Requirements:
Write out every line of the entries below, starting at the line containing "Guideline: for every instance of the greenish" and ending at the last line of the entries. Shift each x and y coordinate in the answers by adding 124, and leave every other number unchanged.

[Saved entries]
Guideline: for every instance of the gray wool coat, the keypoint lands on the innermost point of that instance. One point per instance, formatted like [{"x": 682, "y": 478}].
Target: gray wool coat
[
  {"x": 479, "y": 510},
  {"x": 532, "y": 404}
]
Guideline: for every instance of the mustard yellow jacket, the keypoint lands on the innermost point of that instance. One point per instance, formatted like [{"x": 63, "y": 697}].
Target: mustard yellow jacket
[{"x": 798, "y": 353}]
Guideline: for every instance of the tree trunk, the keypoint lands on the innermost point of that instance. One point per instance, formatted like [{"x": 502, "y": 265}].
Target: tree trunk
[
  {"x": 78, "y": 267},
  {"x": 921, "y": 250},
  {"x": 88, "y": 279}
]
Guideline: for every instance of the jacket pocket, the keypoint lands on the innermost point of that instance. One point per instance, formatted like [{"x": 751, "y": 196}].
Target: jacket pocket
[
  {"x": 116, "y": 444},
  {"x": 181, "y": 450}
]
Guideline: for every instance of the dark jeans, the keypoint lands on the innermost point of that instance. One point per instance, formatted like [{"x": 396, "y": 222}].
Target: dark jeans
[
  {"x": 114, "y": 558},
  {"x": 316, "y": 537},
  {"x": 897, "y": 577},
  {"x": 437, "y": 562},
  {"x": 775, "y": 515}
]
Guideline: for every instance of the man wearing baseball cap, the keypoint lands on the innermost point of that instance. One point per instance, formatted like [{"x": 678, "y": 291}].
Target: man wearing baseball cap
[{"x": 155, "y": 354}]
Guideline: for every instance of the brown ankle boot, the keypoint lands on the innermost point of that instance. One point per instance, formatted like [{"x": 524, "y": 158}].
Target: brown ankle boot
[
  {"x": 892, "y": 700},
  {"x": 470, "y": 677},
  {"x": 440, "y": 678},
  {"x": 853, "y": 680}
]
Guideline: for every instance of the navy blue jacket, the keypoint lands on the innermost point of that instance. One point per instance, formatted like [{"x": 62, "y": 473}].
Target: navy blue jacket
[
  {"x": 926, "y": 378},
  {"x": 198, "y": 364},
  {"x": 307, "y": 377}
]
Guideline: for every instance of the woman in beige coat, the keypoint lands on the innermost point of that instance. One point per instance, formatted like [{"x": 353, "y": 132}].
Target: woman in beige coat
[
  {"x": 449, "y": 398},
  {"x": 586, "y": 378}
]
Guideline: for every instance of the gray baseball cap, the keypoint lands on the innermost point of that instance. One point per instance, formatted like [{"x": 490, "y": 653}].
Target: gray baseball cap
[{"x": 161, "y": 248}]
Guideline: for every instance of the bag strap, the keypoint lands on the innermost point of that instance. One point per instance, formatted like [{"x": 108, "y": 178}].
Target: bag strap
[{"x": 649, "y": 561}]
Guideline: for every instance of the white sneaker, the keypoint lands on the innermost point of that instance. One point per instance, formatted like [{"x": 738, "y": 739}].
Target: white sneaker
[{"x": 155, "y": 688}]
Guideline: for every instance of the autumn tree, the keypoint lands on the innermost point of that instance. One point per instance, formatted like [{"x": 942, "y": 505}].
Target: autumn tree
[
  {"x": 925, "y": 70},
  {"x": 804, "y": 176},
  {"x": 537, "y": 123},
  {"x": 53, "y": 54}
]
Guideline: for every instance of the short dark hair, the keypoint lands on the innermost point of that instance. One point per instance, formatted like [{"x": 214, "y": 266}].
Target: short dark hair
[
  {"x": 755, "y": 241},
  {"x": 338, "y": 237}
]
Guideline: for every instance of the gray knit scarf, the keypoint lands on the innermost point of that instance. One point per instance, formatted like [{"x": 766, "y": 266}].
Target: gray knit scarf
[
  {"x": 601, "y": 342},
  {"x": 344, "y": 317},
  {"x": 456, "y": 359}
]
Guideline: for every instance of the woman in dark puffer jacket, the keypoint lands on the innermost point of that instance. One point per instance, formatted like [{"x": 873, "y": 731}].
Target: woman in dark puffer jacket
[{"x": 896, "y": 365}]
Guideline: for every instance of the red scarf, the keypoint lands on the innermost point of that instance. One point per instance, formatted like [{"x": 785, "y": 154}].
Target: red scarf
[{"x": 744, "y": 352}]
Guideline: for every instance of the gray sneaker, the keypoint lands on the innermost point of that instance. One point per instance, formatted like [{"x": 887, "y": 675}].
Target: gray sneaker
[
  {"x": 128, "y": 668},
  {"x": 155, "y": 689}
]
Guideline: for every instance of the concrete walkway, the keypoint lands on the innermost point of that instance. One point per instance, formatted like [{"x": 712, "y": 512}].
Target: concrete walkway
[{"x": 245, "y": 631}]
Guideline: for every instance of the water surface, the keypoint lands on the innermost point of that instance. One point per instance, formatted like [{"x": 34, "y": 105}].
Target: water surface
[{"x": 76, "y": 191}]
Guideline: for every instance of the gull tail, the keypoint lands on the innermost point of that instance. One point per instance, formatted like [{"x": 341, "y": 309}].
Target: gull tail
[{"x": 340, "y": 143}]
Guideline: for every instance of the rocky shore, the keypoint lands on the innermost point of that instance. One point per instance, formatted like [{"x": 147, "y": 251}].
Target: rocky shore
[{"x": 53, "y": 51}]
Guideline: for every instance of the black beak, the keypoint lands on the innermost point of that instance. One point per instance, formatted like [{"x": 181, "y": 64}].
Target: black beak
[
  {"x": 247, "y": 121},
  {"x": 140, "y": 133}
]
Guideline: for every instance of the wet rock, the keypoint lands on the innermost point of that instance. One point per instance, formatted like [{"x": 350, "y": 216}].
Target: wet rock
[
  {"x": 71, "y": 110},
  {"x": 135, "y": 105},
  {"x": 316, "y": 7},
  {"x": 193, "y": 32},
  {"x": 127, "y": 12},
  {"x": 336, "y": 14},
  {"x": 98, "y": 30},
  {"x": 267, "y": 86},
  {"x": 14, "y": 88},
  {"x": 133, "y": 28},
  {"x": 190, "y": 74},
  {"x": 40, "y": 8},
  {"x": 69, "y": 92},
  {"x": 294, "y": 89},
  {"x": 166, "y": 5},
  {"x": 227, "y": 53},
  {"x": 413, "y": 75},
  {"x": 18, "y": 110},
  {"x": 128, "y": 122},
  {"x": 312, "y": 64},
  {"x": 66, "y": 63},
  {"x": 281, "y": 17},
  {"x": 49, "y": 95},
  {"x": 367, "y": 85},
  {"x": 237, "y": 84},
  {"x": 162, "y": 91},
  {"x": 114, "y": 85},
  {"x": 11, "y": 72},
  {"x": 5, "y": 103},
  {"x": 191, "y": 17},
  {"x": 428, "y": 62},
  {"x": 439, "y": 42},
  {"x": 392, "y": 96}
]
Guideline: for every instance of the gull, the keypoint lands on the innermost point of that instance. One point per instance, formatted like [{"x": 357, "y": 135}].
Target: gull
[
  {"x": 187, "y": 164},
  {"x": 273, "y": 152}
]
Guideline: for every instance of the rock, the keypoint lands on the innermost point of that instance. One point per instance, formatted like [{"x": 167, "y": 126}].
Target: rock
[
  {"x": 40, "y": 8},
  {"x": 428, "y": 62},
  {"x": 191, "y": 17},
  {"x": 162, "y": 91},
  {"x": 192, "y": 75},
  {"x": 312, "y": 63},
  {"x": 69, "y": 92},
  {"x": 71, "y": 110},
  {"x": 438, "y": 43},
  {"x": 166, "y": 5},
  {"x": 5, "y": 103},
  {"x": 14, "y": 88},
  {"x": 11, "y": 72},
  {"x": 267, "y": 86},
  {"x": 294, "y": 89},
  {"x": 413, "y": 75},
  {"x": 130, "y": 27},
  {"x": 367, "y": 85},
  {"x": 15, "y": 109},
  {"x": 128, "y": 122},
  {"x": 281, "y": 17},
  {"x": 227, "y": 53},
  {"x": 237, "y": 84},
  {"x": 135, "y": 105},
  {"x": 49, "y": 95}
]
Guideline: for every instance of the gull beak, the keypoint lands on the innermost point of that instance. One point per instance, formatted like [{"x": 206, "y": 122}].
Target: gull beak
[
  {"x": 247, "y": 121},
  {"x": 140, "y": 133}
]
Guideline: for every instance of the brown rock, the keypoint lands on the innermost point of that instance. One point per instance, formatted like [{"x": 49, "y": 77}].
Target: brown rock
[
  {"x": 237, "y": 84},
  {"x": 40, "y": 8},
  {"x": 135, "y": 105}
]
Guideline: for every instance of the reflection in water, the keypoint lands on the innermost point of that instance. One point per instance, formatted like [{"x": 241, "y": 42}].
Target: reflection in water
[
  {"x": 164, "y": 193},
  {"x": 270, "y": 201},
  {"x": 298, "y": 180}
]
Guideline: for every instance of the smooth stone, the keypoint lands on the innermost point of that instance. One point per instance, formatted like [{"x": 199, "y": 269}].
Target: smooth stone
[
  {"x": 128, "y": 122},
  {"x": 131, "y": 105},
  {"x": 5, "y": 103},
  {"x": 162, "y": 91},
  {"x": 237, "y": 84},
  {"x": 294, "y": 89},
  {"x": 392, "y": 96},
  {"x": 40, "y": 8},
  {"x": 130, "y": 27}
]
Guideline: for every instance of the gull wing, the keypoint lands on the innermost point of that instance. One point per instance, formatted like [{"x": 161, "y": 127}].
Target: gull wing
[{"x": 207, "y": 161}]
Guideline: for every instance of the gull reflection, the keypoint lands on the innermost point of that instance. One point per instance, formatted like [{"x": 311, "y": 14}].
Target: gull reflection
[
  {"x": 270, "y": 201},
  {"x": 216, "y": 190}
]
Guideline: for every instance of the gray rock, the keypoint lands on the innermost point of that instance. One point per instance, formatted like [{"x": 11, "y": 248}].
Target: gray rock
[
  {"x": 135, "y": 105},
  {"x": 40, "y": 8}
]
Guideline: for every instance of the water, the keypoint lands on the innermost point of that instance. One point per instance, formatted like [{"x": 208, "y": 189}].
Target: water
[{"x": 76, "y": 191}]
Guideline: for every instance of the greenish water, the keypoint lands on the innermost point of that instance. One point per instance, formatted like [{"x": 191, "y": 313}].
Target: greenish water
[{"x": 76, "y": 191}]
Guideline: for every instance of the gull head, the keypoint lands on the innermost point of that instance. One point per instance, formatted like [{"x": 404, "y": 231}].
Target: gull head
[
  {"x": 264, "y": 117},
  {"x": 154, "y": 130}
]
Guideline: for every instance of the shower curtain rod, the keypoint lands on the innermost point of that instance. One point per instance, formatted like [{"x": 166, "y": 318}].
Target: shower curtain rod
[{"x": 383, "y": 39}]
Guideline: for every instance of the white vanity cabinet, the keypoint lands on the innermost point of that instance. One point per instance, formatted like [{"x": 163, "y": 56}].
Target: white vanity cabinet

Response to the task:
Guideline: for every instance of the greenish water, the keypoint lands on the innermost point of that instance. One point per instance, formatted like [{"x": 191, "y": 313}].
Target: greenish water
[{"x": 200, "y": 315}]
Guideline: for every instance of the gull head, the keypoint lands on the innermost point of that instance. One point per instance, formatted like [{"x": 404, "y": 231}].
Target: gull head
[
  {"x": 388, "y": 241},
  {"x": 278, "y": 254}
]
Guideline: for every instance of the shower curtain rod, the keypoint lands on the innermost point of that instance. One point per instance, formatted like [{"x": 166, "y": 318}].
Target: shower curtain rod
[{"x": 507, "y": 163}]
Guideline: for every instance of the white vanity cabinet, the keypoint lands on the innermost point of that instance. One point per instance, formatted like [{"x": 163, "y": 56}].
Target: white vanity cabinet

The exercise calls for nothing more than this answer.